Text shown →
I’ve had a lot of rolling about on [SAS] related business today, generally productive as far as the NCO and RSM matters go. I also posted a file with my ‘musings’ on a few tactical matters in an appropriate place. Not sure if it was a good idea to share my thoughts in this case but I’ve never really cared much about what others think of me, no point starting now 8=).

I’ve had some time to play with my little music management toy hehe. Basically the idea is to track filename changes in my music collection and then update my playlist files. It’s not meant to be pretty or optimal, just effective. If I ever get it finished I’ll probably leave it running on the file server so it can look after my music files. Every now and then I do like to rearrange files in ~/Music and it always breaks my playlists, and even when using Amarok for the excellent playlist editing… It kind of sucks to have to redo them manually through Amaroks collection browser, it’s a great system but my playlists can some times get quite large.

I’ve also managed to get my server and laptop set up to use NFS instead of SSHFS. Since it seems I can’t count on SSHFS, it has already incured a ‘price tag’. Samba’s mount_smbfs is to much bother on FreeBSD atm, the program that comes with the fusefs-smbnetfs port seems to be as good as KiA if you want to know any thing more about it beyond the sample config file and source code… That leaves NFS and AFS, not familiar very greatly with AFS but NFS a bit more so. The BSDs seem to do things a bit differently with the exports file then what I’ve encountered before, the fbsd handbook / obsd faq also leaves a little to be desired compared to some nice BNF notation ^_^. I might be able to do some thing with a SSH tunnel later, right now some thing that works is all that is important…

My allergies have been tremendous lately but it’s that time of year again. One thing I really did like about living in Fl. It was to damn hot for most of the stuff that makes me sneeze! It was kind of one of those places you are soaked to the bone just crossing the parking lot to get to the car lol.

Exercise requirements →
Copy the blog post word for word from "I’ve had some" up to and including "get quite large.". The material after this has nothing to do with it.

Provided material →
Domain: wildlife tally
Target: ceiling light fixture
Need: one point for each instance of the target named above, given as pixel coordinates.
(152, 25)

The answer →
I’ve had some time to play with my little music management toy hehe. Basically the idea is to track filename changes in my music collection and then update my playlist files. It’s not meant to be pretty or optimal, just effective. If I ever get it finished I’ll probably leave it running on the file server so it can look after my music files. Every now and then I do like to rearrange files in ~/Music and it always breaks my playlists, and even when using Amarok for the excellent playlist editing… It kind of sucks to have to redo them manually through Amaroks collection browser, it’s a great system but my playlists can some times get quite large.